I mean Pedro was almost in tears in the dugout.

There’s no crying in Baseball!

If Giants lose to Philly today it’s over. Season and all it’s overhype about this team will be done just like that. And they are the underdog in Philly. Could get ugly. This team could be looking at an 0-4, 0-5 start. Coughlin pretty much told them to put up or shut up this week. The Little Disciplinarian should do the same. This team continues to be notoriously undisciplined under the 4 star general who was hired to instill discipline.

And take it from me, giving the Colts a tough game means nothing. THey were at home and I’ll be the first to say it, the Colts aren’t all that good. Not a Super Bowl team by any stretch. And the G Men still were in a state of thrall to them.

### Entries supplied
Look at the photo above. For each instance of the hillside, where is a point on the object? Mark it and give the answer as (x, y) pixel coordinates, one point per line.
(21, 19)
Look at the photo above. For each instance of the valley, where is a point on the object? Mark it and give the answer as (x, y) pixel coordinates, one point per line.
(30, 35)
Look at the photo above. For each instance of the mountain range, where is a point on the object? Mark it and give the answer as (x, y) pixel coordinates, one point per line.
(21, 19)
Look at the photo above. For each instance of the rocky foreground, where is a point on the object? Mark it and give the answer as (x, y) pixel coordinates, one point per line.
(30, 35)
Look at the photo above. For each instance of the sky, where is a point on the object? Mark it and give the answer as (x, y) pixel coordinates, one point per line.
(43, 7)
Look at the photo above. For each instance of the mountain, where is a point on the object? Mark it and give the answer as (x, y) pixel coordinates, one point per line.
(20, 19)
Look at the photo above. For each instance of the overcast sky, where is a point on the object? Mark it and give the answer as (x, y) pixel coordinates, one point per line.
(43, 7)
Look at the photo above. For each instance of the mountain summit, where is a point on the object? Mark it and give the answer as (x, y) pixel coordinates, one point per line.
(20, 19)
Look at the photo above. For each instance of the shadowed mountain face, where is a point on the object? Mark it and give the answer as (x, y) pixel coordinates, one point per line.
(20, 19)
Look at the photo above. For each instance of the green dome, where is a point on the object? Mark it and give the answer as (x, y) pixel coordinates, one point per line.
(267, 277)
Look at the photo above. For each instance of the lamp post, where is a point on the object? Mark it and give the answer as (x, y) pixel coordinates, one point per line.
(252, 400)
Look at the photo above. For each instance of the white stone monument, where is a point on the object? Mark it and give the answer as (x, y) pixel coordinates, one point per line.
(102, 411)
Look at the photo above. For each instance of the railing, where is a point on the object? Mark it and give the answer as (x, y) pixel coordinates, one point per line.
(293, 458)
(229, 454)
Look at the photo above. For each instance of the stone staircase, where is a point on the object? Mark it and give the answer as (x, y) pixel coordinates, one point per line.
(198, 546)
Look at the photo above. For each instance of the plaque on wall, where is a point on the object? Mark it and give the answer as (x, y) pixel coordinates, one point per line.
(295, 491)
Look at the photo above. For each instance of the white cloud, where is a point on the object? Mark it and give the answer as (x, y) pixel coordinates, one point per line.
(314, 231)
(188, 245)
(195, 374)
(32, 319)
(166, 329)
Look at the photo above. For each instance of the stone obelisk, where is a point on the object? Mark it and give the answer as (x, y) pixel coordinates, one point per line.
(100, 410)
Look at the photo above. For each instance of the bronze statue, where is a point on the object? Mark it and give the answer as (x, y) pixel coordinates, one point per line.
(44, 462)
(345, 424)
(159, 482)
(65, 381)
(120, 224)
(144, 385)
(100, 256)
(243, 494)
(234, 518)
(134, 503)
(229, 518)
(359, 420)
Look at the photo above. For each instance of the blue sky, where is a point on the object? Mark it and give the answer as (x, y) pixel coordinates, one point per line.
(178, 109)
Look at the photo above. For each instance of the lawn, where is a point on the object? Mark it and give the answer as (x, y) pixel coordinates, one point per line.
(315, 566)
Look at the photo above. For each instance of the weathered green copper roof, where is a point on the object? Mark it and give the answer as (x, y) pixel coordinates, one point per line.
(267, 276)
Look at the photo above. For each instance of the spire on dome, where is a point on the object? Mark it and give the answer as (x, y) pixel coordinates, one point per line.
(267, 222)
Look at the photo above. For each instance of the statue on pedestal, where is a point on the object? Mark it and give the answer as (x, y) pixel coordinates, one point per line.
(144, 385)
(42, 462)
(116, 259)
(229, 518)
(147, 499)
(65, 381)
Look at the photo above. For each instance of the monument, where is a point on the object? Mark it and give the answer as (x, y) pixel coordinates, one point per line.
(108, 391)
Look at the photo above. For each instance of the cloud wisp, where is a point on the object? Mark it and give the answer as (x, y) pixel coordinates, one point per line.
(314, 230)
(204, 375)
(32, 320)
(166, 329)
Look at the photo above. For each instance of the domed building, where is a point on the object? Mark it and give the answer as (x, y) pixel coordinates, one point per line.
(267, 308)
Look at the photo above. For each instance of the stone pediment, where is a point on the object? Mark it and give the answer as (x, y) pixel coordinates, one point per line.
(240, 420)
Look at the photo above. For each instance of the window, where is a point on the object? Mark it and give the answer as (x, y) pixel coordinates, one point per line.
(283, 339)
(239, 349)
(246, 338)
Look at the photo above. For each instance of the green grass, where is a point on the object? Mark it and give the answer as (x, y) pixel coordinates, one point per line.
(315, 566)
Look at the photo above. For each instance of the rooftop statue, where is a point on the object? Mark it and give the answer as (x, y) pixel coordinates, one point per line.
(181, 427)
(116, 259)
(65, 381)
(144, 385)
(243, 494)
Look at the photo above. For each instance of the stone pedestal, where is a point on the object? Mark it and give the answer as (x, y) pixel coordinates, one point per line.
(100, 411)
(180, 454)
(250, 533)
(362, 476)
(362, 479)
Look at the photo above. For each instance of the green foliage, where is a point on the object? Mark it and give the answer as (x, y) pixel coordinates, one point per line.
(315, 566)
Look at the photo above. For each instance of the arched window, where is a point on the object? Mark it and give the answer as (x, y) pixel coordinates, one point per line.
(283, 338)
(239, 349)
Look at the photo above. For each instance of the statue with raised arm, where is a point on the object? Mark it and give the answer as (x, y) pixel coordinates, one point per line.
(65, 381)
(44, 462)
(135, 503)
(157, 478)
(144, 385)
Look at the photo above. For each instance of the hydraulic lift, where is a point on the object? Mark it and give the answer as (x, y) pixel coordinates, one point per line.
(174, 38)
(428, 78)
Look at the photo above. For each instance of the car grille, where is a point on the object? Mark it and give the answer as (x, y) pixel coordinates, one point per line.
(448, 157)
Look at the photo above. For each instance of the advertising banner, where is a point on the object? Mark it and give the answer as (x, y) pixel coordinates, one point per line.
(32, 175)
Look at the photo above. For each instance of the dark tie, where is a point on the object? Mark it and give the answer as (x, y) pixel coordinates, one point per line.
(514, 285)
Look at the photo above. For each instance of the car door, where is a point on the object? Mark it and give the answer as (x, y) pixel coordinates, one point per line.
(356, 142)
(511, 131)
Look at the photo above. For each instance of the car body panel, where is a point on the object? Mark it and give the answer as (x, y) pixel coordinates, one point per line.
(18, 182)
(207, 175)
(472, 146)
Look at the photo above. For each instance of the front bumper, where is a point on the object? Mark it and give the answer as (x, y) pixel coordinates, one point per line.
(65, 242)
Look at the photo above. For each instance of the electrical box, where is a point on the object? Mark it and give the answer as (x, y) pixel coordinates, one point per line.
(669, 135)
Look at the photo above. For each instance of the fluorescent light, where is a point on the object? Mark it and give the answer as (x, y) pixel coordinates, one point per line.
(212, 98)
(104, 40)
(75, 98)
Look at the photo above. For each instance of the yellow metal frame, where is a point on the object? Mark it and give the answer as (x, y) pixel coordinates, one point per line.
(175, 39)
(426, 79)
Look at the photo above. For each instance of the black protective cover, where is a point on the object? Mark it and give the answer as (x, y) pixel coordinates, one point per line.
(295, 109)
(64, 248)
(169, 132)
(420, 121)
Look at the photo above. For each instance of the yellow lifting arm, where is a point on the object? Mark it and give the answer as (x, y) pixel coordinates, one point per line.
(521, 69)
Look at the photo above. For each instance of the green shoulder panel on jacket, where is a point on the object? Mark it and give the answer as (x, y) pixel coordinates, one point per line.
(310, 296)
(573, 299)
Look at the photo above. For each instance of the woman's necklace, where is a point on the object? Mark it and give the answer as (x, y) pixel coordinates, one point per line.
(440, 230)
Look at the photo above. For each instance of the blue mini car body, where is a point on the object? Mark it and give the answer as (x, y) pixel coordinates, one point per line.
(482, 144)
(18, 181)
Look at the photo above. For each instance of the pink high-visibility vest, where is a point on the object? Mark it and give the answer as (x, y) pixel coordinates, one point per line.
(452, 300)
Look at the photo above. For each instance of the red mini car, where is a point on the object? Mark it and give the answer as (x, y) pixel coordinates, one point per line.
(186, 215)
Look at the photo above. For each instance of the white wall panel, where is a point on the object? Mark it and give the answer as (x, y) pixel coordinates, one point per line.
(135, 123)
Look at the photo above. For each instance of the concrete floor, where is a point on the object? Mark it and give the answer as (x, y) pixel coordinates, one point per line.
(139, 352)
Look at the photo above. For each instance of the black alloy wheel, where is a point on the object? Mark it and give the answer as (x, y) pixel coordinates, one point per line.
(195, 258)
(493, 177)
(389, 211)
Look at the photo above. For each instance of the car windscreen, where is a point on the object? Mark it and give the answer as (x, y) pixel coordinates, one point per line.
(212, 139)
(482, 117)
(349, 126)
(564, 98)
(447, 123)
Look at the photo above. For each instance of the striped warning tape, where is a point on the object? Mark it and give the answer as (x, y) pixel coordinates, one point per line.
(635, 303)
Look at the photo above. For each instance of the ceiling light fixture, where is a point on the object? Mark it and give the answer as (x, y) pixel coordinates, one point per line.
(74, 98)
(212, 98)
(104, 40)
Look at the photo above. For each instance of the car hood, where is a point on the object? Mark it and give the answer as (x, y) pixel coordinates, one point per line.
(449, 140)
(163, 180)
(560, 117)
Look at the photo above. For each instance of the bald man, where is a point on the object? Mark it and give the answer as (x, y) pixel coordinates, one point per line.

### Questions to answer
A. From the Giants post, retype the passage starting with "There’s no crying" and going on through "thrall to them.".
B. According to the Giants post, what did Coughlin pretty much tell the team this week?
C. Translate this sentence from the Giants post into Spanish: "There’s no crying in Baseball!"
The lines have nothing to do with the Giants post.

### Exercise solutions
A.
There’s no crying in Baseball!

If Giants lose to Philly today it’s over. Season and all it’s overhype about this team will be done just like that. And they are the underdog in Philly. Could get ugly. This team could be looking at an 0-4, 0-5 start. Coughlin pretty much told them to put up or shut up this week. The Little Disciplinarian should do the same. This team continues to be notoriously undisciplined under the 4 star general who was hired to instill discipline.

And take it from me, giving the Colts a tough game means nothing. THey were at home and I’ll be the first to say it, the Colts aren’t all that good. Not a Super Bowl team by any stretch. And the G Men still were in a state of thrall to them.

B. To put up or shut up.

C. ¡No se llora en el béisbol!